- _WHAT THIS TASK INVOLVES_: Scan the entries for "below". Every line that holds it is to be copied.

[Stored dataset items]
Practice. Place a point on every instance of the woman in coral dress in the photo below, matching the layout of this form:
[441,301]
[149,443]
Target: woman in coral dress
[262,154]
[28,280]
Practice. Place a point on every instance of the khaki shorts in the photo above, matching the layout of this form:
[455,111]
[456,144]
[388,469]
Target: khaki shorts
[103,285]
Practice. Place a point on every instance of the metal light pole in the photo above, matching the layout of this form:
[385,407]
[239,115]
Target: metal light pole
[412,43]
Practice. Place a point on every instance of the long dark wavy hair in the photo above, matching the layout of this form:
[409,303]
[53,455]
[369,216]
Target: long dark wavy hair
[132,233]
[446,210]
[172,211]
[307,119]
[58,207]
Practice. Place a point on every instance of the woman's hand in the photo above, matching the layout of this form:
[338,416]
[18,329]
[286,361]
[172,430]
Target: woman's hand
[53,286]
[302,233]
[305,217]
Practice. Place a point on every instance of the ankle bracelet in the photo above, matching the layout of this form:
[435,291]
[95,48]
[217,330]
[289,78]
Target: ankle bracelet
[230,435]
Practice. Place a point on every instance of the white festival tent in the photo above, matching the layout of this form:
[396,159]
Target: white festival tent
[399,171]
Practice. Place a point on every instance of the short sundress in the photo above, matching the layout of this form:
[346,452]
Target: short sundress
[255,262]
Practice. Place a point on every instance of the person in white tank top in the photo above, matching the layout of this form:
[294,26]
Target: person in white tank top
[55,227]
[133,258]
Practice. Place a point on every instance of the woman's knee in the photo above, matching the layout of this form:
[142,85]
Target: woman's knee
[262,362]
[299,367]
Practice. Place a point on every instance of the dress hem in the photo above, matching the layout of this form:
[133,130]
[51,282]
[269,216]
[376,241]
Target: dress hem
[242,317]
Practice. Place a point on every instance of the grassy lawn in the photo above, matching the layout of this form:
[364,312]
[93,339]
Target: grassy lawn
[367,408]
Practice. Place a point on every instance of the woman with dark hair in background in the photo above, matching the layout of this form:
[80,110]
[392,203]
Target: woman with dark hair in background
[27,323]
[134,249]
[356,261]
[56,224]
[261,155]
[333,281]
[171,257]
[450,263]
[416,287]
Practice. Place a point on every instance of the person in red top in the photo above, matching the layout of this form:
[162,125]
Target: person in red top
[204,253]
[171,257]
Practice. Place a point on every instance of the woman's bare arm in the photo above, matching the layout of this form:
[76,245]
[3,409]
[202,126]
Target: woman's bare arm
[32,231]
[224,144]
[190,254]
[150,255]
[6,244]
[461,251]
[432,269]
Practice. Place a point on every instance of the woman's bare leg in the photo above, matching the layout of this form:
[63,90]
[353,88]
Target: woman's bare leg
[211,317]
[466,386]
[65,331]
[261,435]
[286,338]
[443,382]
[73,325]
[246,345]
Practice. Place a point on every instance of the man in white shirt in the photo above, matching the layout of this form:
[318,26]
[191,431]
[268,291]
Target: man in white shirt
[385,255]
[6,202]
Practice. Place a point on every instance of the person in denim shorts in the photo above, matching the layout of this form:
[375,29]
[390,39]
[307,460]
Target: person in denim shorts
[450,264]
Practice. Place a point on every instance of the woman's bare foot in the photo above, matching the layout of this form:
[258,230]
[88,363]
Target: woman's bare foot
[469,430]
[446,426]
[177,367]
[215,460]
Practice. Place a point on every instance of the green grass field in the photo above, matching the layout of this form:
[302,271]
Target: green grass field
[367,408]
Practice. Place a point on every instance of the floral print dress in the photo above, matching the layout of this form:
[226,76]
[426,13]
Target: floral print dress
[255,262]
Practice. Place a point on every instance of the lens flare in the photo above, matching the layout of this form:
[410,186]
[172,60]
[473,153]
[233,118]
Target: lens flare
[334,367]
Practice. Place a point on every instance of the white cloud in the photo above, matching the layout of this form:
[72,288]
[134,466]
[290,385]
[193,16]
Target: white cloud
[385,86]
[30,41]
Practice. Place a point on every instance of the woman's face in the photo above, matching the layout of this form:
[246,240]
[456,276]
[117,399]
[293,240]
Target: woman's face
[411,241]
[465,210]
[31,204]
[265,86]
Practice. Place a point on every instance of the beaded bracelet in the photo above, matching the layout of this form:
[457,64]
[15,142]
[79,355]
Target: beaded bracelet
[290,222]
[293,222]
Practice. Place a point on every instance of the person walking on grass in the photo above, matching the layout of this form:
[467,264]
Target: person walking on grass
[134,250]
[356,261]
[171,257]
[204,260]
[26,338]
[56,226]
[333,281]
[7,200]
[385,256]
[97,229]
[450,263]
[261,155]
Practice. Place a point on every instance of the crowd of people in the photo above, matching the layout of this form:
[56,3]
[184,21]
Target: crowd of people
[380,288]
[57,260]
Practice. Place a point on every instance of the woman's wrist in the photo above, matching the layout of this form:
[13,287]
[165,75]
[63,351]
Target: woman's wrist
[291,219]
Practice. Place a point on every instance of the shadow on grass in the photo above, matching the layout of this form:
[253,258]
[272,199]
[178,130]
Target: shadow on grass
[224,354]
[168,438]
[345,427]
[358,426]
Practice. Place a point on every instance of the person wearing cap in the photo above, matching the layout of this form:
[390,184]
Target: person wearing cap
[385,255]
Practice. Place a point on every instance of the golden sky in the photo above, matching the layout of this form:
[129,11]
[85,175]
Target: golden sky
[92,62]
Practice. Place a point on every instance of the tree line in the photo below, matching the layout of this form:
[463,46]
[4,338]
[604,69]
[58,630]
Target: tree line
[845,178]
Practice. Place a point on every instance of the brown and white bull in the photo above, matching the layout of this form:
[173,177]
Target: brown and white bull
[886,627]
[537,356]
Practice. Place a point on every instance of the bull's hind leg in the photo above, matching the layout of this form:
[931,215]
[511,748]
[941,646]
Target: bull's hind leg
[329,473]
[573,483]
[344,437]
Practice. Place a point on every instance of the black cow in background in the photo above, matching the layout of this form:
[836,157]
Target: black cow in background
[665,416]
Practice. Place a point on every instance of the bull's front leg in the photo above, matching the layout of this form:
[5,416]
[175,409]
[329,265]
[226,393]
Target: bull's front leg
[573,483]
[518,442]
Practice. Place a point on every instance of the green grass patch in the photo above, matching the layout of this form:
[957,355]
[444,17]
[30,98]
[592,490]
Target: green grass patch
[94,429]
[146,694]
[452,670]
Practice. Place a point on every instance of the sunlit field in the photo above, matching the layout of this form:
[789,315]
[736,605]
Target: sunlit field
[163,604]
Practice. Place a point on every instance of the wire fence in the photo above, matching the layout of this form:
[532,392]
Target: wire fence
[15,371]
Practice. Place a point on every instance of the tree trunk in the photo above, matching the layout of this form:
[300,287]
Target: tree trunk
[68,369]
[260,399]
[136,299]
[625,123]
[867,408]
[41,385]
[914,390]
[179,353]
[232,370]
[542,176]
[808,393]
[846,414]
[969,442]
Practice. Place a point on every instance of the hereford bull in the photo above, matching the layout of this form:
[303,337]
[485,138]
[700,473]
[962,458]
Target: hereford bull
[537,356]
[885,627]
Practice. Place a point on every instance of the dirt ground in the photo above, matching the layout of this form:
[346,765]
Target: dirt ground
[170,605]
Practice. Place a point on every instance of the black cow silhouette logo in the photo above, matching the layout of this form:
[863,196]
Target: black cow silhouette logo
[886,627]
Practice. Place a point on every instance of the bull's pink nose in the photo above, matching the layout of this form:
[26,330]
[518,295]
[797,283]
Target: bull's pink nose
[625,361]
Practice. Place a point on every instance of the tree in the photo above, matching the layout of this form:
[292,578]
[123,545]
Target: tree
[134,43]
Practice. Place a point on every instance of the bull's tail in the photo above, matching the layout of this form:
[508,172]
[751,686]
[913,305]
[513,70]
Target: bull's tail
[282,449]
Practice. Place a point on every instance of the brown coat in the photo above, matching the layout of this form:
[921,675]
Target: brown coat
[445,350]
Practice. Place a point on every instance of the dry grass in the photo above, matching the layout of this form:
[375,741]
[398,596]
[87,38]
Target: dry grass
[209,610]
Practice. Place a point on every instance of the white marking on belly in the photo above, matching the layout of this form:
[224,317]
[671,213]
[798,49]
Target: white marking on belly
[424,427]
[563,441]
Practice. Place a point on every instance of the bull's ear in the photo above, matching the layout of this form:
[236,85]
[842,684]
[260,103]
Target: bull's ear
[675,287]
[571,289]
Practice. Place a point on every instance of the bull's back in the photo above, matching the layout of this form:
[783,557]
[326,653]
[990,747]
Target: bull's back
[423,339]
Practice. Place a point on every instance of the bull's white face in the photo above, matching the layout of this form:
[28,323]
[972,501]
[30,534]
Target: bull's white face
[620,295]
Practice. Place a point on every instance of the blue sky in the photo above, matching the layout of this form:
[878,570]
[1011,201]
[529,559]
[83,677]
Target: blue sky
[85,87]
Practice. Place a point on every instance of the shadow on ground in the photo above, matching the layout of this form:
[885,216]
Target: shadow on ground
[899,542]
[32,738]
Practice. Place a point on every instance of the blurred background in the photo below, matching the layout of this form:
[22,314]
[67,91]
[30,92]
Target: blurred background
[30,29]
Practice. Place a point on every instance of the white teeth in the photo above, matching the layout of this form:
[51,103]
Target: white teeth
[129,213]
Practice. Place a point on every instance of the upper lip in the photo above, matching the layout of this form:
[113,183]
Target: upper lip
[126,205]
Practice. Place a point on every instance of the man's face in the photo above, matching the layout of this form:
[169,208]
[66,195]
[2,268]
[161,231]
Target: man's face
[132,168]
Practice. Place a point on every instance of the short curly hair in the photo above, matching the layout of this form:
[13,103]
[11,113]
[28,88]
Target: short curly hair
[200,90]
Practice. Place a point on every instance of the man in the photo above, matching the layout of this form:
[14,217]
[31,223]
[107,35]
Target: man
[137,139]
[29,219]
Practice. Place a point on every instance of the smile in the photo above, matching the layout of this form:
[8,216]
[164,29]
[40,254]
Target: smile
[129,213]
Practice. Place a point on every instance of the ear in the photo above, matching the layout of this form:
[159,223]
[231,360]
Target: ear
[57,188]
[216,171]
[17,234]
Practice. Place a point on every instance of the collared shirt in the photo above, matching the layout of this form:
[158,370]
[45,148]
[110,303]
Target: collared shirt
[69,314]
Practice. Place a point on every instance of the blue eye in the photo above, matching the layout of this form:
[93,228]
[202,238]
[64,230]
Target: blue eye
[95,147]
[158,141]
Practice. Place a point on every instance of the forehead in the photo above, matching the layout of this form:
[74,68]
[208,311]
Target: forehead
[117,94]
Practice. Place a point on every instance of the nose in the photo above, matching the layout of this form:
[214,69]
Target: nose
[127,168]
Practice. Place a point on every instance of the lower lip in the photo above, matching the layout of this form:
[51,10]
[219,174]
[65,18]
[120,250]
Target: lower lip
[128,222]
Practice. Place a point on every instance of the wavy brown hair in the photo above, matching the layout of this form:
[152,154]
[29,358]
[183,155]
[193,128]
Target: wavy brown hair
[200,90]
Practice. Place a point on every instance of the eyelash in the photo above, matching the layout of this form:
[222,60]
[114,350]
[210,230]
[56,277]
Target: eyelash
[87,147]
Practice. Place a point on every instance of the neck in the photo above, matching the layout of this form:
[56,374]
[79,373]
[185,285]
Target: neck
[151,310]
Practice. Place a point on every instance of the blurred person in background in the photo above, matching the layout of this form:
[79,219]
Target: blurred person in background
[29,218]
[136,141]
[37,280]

- _RESPONSE_:
Practice. Place a point on every instance of the woman in coral dress in the photo below, matching the layout of this form:
Practice. Place a point on every instance of the tree line in the photo below, matching the layout of this form:
Practice. Place a point on every instance of the blurred background in the photo below, matching the layout of this form:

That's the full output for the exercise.